**Extract**

★ ★ ★

By Andrew Joyce
Anybody hungry? Sushi Go party is a remix of the 2013 game Sushi Go!, which made a big splash with its fun, fast-paced card drafting. Sushi Go Party adds more types of cards, support for up to 8 players, and packages it all up in an equally appealing and accessible package as the original. But do the additions help or hinder the new game? Read on for more.
In Sushi Go Party, you will start the game with a hand of cards. Each turn, you will pick one card from your hand, and pass the remaining cards to the player on their left. Play continues until all cards have been picked, and then another round begins. The object of the game is to score points by various means, which vary depending on the card. Picked cards go face-up in front of you to form your personal meal, which will be scored at the end of the round for points. After three rounds, the victor is the person with the tastiest meal (and the most points).
Though the finer points of strategy may take a little while to figure out, the core mechanic of the game couldn’t be simpler: view your hand, pick a card, and play it in front of you. But the way all the different foods interact gives you some interesting choices to make, even within such simple gameplay.

★ ★ ★

**Provided data**
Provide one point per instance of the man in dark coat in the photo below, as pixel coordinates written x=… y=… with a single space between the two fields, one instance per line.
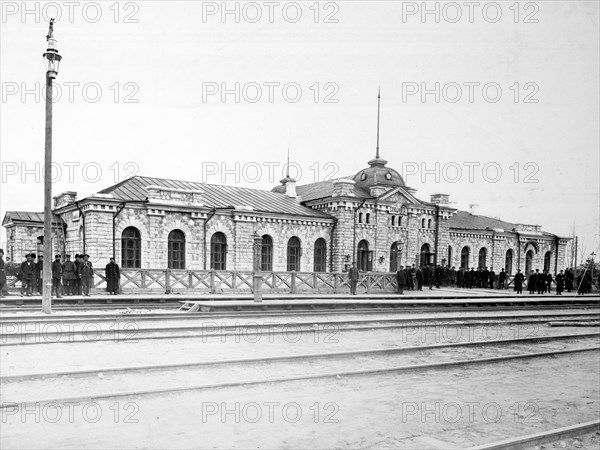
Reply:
x=69 y=275
x=401 y=279
x=532 y=283
x=86 y=274
x=56 y=276
x=492 y=277
x=353 y=277
x=419 y=277
x=113 y=275
x=28 y=271
x=501 y=279
x=39 y=274
x=519 y=279
x=560 y=283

★ ★ ★

**Task 1**
Copy the passage of the Sushi Go Party review between "In Sushi Go" and "the most points).", inclusive.
**Task 2**
Condense the paragraph of the Sushi Go Party review beginning "In Sushi Go Party, you will start" into a short list that keeps its main facts.
The items have nothing to do with what is asked here.

**Reply 1**
In Sushi Go Party, you will start the game with a hand of cards. Each turn, you will pick one card from your hand, and pass the remaining cards to the player on their left. Play continues until all cards have been picked, and then another round begins. The object of the game is to score points by various means, which vary depending on the card. Picked cards go face-up in front of you to form your personal meal, which will be scored at the end of the round for points. After three rounds, the victor is the person with the tastiest meal (and the most points).

**Reply 2**
- Each player starts with a hand of cards.
- Each turn, a player picks one card and passes the rest to the left.
- A round ends when all cards have been picked, and then another round begins.
- Picked cards go face-up in front of each player to form a meal, scored at the end of the round.
- Points come from various means that depend on the card.
- After three rounds, the player with the most points wins.